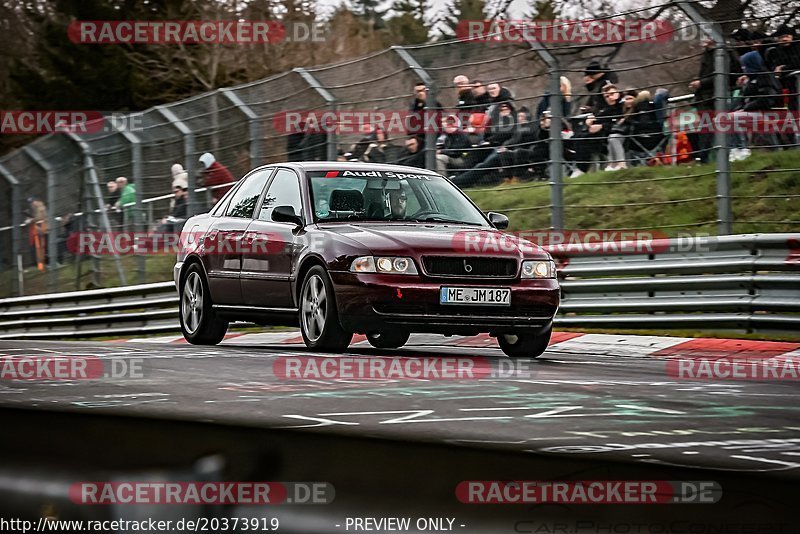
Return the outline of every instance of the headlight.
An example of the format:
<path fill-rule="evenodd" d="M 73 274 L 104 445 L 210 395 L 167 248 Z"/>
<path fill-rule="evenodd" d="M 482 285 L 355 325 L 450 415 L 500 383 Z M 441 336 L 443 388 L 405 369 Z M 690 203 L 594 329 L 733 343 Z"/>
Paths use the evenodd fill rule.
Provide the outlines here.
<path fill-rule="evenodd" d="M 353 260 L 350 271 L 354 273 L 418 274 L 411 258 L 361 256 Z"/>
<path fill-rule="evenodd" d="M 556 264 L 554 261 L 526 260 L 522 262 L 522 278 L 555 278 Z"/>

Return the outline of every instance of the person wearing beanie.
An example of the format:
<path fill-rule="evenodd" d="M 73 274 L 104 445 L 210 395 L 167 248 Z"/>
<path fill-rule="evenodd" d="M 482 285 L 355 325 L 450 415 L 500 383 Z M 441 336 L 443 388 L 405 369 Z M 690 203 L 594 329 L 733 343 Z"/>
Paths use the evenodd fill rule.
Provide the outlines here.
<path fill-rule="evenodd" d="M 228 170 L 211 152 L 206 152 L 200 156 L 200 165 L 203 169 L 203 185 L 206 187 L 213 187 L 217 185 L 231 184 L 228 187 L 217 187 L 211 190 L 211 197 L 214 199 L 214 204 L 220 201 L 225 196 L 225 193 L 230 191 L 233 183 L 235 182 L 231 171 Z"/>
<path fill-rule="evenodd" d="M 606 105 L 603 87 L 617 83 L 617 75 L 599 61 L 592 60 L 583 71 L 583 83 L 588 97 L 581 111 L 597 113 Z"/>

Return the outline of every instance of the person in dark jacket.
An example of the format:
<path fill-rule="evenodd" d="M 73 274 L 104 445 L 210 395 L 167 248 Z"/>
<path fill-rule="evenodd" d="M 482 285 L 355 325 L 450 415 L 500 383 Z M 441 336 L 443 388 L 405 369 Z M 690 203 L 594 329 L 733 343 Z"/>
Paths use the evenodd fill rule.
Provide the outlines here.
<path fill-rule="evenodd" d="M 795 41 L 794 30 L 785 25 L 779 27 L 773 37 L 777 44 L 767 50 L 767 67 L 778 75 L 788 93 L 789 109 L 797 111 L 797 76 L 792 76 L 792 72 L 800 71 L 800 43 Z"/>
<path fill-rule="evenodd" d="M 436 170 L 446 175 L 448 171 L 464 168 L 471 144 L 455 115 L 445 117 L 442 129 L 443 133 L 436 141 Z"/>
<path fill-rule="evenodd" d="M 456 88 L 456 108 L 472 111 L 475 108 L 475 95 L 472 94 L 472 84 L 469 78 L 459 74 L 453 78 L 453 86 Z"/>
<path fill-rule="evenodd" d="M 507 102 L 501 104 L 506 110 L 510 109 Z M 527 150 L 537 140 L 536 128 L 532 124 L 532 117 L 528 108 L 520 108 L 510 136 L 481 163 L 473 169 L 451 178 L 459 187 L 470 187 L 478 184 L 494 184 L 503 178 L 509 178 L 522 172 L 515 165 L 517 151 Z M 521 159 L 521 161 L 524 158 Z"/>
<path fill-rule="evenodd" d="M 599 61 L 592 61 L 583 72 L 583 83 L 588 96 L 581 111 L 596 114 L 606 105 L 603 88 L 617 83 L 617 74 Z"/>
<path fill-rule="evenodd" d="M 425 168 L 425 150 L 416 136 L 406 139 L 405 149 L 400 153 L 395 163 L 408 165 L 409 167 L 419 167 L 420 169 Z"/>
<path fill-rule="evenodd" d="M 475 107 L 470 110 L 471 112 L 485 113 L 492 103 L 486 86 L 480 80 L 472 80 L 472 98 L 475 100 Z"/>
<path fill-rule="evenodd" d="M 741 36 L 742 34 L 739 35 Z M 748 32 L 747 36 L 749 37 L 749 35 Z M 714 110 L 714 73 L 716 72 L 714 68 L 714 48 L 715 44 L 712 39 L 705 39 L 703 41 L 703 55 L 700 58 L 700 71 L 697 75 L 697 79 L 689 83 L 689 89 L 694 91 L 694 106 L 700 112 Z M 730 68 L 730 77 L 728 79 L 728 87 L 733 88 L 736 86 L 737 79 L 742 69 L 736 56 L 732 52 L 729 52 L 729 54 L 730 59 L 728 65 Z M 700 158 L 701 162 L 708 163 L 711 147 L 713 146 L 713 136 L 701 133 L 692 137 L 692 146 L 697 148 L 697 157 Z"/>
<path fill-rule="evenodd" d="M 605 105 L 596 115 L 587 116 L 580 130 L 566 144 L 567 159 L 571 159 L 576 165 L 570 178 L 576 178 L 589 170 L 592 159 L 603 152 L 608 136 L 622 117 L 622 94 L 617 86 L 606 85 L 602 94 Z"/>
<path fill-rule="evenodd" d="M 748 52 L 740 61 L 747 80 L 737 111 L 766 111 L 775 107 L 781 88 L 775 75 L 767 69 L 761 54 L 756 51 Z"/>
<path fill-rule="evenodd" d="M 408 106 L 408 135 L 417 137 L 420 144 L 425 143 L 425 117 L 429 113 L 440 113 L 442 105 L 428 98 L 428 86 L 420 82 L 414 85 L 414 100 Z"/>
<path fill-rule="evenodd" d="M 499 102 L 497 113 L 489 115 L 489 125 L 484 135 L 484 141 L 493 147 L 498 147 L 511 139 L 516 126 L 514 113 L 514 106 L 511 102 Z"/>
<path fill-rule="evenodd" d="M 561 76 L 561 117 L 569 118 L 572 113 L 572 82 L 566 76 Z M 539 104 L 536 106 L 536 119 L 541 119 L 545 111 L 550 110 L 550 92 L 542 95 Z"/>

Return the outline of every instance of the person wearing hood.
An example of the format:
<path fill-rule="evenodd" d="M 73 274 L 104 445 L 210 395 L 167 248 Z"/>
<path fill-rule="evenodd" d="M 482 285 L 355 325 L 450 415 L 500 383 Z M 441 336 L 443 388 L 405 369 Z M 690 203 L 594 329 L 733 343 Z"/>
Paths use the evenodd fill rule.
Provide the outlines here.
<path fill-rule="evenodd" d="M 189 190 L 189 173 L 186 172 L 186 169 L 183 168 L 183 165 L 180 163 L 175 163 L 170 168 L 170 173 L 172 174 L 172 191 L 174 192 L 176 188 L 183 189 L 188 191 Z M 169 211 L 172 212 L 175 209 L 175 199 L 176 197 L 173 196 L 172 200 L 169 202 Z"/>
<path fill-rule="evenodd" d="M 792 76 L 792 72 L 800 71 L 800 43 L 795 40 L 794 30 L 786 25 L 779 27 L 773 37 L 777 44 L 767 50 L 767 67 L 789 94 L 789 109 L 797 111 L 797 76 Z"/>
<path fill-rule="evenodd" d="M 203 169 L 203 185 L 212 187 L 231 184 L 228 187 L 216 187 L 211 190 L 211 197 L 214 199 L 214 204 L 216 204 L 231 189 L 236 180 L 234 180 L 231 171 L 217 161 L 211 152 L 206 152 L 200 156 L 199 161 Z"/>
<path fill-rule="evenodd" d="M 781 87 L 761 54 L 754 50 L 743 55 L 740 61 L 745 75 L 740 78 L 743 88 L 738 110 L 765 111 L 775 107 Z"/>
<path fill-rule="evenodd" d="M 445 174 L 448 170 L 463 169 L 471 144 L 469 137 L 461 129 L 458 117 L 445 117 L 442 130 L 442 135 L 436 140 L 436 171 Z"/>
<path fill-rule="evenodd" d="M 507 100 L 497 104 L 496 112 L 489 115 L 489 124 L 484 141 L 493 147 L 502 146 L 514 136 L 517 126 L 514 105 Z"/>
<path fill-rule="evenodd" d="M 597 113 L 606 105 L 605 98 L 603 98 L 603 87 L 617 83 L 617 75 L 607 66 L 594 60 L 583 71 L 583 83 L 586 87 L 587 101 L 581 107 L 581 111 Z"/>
============================================================
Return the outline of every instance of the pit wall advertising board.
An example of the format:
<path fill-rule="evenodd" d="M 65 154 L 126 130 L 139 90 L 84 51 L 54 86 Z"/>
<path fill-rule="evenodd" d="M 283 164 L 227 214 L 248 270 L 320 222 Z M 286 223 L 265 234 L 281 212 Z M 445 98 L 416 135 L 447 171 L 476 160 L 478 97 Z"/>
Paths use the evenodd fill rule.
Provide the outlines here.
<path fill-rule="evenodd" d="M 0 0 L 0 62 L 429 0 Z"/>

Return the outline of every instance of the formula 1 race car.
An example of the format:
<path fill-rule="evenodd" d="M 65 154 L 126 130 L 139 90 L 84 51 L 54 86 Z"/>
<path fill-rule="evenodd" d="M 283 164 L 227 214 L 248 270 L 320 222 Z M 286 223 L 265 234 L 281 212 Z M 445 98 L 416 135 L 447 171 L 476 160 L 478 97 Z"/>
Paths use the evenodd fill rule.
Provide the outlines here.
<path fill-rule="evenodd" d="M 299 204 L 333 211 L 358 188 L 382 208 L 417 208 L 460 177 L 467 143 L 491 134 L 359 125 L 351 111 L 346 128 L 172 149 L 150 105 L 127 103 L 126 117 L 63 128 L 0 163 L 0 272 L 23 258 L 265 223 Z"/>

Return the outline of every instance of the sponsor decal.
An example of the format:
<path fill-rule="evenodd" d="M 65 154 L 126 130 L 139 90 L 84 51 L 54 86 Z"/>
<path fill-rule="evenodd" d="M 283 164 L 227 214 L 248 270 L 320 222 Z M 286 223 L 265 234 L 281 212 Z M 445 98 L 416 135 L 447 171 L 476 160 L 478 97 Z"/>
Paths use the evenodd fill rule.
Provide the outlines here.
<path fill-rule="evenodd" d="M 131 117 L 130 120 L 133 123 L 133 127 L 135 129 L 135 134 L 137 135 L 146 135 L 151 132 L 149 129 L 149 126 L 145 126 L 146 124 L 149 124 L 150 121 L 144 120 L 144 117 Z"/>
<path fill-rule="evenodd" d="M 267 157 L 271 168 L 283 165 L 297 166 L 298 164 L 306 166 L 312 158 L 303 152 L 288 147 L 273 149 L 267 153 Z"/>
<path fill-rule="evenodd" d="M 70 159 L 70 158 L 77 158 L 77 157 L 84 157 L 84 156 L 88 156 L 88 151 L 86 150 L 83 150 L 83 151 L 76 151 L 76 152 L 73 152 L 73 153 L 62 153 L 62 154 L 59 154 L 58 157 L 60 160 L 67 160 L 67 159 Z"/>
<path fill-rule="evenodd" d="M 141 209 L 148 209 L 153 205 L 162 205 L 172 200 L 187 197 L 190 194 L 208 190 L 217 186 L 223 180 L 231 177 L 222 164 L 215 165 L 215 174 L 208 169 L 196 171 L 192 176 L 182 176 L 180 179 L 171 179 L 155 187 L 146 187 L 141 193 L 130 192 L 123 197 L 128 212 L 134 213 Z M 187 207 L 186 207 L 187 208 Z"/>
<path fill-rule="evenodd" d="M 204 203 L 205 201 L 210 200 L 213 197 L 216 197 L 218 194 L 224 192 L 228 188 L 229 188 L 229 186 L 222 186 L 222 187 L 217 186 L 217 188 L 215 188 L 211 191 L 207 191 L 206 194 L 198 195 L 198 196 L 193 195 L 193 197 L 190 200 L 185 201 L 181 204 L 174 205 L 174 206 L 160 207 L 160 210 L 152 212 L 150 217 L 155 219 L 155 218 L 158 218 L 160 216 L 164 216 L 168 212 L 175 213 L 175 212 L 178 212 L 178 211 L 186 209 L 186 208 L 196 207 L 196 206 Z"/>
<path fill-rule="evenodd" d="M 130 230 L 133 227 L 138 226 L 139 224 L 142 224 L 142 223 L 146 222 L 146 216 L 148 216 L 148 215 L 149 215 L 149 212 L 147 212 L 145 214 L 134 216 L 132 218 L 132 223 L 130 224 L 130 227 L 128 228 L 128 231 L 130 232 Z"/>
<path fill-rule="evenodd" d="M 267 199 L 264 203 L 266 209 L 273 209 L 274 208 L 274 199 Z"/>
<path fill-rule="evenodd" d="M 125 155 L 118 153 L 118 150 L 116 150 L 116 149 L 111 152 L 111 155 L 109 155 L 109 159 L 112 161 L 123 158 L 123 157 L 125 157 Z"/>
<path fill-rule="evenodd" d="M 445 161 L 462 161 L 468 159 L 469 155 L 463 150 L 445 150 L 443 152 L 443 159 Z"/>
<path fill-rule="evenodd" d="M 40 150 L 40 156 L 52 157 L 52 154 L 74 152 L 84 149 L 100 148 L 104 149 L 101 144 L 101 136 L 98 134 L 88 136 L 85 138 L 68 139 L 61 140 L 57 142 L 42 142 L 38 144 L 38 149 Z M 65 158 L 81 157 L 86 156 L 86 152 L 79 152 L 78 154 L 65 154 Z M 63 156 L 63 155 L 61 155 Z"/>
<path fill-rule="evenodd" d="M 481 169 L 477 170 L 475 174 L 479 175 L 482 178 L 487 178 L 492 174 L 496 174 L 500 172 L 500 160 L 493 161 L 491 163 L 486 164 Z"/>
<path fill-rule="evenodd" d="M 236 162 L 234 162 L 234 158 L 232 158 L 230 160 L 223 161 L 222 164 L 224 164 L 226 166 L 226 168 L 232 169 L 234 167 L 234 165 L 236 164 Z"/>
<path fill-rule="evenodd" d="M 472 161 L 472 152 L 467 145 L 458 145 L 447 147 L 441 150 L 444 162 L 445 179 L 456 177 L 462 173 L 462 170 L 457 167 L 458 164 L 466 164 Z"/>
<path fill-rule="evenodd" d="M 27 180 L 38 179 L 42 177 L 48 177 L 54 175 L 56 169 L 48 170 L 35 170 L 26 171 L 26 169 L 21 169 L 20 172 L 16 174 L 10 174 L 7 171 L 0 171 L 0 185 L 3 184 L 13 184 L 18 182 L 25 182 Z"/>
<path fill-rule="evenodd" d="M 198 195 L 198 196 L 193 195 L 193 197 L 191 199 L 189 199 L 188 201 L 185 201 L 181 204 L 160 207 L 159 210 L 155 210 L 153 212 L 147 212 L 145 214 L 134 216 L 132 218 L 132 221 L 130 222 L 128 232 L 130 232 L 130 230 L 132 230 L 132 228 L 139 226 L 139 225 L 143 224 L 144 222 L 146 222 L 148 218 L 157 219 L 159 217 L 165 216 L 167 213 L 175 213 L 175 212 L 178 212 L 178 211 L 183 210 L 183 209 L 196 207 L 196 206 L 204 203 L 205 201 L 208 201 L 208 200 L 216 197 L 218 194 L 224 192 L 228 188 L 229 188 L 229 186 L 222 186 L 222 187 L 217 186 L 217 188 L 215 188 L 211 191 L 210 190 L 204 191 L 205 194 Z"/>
============================================================
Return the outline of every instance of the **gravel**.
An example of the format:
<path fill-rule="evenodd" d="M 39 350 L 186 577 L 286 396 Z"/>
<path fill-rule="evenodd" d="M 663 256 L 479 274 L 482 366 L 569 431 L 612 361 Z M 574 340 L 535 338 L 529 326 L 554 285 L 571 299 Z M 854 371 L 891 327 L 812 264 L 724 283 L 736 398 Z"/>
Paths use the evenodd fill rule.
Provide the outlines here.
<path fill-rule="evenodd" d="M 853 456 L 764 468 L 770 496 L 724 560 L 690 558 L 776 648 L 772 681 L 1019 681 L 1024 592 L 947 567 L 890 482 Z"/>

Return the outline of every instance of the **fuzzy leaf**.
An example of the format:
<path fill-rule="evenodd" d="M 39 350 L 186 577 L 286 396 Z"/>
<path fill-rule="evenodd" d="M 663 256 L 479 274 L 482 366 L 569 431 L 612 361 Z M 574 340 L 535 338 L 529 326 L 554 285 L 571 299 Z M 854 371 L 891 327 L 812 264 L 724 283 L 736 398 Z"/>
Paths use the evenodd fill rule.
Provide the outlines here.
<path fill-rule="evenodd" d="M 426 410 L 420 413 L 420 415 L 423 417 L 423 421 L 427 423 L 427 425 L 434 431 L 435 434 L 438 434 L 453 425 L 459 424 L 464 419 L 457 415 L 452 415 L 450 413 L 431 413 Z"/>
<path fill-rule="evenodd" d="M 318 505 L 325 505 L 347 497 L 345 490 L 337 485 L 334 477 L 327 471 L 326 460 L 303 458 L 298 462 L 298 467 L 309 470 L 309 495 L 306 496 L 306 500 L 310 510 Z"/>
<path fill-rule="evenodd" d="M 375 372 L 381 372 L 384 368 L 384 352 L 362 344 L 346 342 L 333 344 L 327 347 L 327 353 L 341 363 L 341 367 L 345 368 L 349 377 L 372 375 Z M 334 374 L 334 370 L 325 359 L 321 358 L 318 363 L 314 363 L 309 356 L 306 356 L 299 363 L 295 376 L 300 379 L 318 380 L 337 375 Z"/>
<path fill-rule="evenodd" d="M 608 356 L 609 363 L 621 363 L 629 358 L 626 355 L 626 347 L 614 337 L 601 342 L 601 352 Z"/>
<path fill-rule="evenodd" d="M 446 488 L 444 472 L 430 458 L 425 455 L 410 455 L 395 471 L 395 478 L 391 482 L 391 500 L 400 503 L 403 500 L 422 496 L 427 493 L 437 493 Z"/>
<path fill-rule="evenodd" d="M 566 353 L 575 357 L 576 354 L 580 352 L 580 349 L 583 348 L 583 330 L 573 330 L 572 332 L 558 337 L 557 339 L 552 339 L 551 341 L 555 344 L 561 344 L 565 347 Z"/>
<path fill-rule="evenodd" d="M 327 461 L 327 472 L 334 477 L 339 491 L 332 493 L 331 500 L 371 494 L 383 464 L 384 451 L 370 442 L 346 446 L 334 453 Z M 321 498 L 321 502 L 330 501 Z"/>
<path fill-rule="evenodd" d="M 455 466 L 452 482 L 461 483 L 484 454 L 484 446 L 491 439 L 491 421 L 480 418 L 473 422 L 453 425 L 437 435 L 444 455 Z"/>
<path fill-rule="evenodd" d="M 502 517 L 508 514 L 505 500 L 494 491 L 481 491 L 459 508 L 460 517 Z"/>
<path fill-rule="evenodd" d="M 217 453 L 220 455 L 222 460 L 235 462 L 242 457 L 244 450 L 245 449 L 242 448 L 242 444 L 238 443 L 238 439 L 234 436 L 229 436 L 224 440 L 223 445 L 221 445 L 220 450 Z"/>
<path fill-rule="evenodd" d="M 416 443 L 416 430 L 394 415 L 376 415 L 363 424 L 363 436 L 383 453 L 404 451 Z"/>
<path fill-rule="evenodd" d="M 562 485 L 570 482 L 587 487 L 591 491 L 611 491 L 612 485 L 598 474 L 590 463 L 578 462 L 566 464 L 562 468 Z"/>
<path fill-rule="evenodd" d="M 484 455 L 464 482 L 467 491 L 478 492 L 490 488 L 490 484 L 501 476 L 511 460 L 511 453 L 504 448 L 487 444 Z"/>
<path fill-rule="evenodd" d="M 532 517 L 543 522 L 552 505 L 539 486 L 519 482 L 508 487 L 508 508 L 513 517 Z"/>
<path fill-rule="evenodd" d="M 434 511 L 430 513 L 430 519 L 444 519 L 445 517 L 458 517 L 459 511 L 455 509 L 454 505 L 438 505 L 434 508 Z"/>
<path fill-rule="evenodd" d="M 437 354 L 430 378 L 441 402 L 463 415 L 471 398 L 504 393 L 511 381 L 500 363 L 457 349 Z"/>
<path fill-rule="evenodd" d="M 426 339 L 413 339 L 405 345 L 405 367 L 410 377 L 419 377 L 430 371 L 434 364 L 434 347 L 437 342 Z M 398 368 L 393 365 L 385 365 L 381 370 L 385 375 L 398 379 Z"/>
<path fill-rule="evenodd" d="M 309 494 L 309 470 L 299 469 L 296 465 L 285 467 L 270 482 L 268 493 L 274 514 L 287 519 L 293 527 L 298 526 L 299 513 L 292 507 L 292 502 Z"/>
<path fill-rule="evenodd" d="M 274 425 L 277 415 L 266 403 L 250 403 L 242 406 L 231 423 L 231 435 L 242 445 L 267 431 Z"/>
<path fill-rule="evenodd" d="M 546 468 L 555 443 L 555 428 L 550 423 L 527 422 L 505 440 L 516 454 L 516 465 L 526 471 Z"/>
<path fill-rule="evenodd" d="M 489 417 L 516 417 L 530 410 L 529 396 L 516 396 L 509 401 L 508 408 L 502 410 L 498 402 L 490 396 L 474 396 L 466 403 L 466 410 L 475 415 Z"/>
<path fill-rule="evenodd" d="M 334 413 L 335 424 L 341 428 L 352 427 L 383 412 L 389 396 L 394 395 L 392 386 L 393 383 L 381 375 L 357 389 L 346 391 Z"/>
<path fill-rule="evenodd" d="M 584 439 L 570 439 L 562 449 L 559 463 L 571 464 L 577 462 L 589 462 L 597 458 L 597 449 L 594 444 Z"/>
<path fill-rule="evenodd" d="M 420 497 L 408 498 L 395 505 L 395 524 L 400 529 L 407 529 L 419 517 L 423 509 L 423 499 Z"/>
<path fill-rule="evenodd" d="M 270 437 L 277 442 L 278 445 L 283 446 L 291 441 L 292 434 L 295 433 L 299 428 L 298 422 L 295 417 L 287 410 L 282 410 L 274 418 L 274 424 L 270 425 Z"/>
============================================================
* **EXERCISE GOAL**
Go through the material above and copy each line that holds the string "wearing".

* **TASK OUTPUT**
Return the outline of every instance of the person wearing beanie.
Return the outline of every instance of the person wearing hood.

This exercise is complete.